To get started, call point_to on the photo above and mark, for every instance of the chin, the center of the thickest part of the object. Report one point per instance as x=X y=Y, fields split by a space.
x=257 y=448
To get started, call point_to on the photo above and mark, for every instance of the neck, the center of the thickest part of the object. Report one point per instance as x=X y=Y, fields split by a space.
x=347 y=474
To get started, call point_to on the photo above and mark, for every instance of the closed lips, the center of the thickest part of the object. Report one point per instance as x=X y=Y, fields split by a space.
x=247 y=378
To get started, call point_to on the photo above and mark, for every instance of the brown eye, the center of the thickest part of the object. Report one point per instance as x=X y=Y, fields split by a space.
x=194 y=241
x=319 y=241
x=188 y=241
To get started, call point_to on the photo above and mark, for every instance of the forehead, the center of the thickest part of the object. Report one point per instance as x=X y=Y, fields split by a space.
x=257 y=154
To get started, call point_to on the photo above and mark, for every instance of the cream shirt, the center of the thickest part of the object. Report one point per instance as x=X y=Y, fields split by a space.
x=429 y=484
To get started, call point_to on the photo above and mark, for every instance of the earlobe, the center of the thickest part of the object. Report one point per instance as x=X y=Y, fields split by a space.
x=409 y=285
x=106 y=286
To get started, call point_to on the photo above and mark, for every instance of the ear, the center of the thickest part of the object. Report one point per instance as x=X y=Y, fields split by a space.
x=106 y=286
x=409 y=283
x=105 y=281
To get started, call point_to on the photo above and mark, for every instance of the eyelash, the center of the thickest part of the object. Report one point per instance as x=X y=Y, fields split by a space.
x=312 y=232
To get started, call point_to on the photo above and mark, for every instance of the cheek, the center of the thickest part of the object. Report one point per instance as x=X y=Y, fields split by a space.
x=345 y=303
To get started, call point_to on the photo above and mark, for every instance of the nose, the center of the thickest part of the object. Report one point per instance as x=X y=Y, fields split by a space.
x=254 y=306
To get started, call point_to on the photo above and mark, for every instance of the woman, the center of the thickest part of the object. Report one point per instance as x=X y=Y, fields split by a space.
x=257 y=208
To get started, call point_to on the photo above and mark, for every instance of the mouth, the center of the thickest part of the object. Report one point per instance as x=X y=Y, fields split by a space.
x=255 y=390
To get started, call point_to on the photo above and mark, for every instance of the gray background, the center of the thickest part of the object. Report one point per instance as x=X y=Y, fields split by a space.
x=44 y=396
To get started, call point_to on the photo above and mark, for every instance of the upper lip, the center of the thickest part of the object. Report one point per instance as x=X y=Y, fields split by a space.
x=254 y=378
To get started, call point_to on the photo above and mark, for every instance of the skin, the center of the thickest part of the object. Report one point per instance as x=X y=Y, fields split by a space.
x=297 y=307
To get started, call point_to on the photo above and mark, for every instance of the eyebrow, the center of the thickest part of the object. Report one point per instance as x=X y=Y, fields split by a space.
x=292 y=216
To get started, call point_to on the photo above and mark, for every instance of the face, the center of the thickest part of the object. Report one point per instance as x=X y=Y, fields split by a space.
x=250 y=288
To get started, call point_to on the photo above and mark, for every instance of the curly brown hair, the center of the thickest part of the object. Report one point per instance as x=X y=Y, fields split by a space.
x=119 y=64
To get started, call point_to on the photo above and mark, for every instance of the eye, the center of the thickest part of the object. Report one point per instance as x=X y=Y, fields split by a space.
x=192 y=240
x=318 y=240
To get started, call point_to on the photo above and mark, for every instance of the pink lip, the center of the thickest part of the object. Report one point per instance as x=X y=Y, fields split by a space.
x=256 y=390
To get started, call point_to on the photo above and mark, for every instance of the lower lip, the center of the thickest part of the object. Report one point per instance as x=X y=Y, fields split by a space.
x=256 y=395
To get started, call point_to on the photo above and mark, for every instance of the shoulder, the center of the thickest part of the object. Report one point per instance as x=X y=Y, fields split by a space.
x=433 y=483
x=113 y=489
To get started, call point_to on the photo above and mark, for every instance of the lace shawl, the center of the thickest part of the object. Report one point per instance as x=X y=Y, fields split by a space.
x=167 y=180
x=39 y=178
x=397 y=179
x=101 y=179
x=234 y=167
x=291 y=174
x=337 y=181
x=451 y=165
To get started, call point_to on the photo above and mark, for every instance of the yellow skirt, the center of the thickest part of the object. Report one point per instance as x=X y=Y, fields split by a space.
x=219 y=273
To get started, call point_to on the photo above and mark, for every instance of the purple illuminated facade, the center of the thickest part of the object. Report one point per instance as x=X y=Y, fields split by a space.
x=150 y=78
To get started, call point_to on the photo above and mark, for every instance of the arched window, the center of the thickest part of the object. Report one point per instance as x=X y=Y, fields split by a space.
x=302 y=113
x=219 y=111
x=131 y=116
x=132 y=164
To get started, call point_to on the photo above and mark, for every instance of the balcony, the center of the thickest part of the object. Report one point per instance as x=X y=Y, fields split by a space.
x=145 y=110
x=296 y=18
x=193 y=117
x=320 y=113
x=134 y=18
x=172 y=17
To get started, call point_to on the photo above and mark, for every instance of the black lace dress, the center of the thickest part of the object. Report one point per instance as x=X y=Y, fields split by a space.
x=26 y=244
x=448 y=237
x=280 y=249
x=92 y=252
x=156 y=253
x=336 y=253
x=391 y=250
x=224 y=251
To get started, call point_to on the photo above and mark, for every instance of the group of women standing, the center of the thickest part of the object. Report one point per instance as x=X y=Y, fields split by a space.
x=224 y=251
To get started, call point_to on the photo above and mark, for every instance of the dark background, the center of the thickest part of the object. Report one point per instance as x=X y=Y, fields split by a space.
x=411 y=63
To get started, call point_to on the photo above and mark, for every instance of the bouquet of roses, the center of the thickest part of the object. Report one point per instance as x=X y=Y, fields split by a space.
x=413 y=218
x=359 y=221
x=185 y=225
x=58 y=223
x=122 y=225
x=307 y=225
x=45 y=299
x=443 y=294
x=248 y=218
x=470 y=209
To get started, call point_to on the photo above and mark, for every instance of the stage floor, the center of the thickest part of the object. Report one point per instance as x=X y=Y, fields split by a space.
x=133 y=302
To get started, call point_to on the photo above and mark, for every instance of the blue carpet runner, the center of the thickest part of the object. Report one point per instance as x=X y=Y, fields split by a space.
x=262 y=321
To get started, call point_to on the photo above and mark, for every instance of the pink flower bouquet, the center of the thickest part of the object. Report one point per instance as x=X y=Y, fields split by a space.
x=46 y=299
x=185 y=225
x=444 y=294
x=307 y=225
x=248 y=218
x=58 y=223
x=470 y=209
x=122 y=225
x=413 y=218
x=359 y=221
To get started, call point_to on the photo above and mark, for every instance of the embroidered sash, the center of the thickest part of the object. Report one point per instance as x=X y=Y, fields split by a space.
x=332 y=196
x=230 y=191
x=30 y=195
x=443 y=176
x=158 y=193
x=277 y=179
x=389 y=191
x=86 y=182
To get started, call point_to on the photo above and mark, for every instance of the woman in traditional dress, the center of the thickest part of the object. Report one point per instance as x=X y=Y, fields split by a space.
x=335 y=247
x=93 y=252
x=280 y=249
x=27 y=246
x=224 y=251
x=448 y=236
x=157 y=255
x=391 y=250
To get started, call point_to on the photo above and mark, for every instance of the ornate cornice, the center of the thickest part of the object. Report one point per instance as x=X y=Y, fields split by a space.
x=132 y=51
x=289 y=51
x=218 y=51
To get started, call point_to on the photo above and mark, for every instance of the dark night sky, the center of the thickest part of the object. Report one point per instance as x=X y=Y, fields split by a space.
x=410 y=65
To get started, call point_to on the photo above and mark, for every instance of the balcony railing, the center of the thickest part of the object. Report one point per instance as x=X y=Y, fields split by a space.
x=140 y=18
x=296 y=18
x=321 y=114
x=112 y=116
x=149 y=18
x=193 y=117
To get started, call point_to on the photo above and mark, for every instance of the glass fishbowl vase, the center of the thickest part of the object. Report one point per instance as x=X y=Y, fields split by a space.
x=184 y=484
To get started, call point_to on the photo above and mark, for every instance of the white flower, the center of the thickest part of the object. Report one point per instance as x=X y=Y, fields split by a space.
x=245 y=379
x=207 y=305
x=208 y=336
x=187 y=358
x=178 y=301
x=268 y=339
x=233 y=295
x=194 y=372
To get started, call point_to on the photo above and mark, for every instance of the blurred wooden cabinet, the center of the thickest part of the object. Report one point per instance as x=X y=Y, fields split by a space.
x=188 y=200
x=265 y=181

· · ·

Task directions - Rewrite the lines from the one containing "of the blurred" through the end of the lines, swapping "wooden cabinet" for "wooden dresser" and leaving everything else as it stands.

Written answer -
To get started, call point_to on the photo above and mark, for every instance of the blurred wooden dresser, the center of the thickest part of the object. Report one point per instance as x=X y=Y, fields split by a space.
x=188 y=200
x=265 y=181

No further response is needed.